### DATA IN THIS EXERCISE

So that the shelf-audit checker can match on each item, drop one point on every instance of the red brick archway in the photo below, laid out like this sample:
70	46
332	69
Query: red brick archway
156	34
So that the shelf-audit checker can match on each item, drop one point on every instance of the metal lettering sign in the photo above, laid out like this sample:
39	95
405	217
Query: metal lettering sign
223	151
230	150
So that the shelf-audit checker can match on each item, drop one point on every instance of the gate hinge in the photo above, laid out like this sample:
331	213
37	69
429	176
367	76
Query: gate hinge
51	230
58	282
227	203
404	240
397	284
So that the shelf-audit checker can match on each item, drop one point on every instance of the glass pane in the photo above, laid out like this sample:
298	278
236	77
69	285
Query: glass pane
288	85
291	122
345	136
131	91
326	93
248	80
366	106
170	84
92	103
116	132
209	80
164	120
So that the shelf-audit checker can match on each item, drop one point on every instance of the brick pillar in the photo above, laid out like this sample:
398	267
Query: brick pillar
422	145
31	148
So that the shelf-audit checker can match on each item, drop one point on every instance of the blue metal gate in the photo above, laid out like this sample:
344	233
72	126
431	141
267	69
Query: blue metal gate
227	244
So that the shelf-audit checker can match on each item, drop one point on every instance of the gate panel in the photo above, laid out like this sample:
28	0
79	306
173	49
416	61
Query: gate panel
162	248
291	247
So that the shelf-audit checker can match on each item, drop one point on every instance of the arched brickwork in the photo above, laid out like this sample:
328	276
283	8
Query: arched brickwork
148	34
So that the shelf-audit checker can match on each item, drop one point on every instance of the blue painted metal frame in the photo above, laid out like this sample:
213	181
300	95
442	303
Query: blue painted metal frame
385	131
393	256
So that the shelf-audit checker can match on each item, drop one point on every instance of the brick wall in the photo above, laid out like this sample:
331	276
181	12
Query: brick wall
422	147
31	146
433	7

### WHAT TO PRODUCE
Transcribe every record above word for word.

### OUTPUT OF THE EXERCISE
So that the shelf-audit checker can match on each item, drop one point on every instance of the red brick archway in the photo below, laid out like this sample:
70	46
332	69
Query: red brick archway
156	34
So that the shelf-audit checker can match on each item, drop one point on every instance of the metal lettering sign in the photo above, laid out like this sample:
39	95
405	217
Query: metal lettering sign
223	151
230	150
So that the shelf-audit checker can match on each item, drop one point on every instance of the gate hinge in the photo above, laid out like this sample:
331	213
37	69
429	176
367	76
Query: gate hinge
51	230
58	282
227	203
404	240
397	284
So that the shelf-audit checker can match on each item, drop one point on every instance of the glass pane in the photo above, laid out like this sample:
298	278
236	77
69	285
Query: glass pane
288	85
291	122
345	136
131	91
326	93
248	80
366	106
170	84
92	103
116	132
209	80
164	120
So that the shelf-audit checker can match on each item, drop one point on every instance of the brick pillar in the photo above, laid out like this sample:
398	267
Query: brick pillar
422	145
31	148
So that the shelf-audit checker can match on each item, drop one point on every instance of the blue metal gate in the photo above, laid out like this sample:
344	233
72	126
431	141
267	69
Query: blue metal gate
227	244
So that the shelf-audit checker can match on each item, drop one point on every instance of the gate panel in the photo above, laid out like this sample:
28	0
79	306
173	49
416	61
Query: gate panel
162	248
291	247
So that the shelf-audit checker can match on each item, drop one point on every instance of the arched brickwork in the photo above, laid out like this sample:
328	276
283	8
Query: arched brickwork
148	34
So that the shelf-audit checker can match on each item, drop one point on every instance of the blue painted metal frame in the photo above, laid out like this sample:
213	181
300	95
442	303
Query: blue painted metal frame
385	131
393	256
So that the shelf-audit checker can match on each item, drop one point on every instance of the brick wall in the photo above, laid out like this sample:
331	276
181	12
Query: brick wall
422	147
31	146
433	7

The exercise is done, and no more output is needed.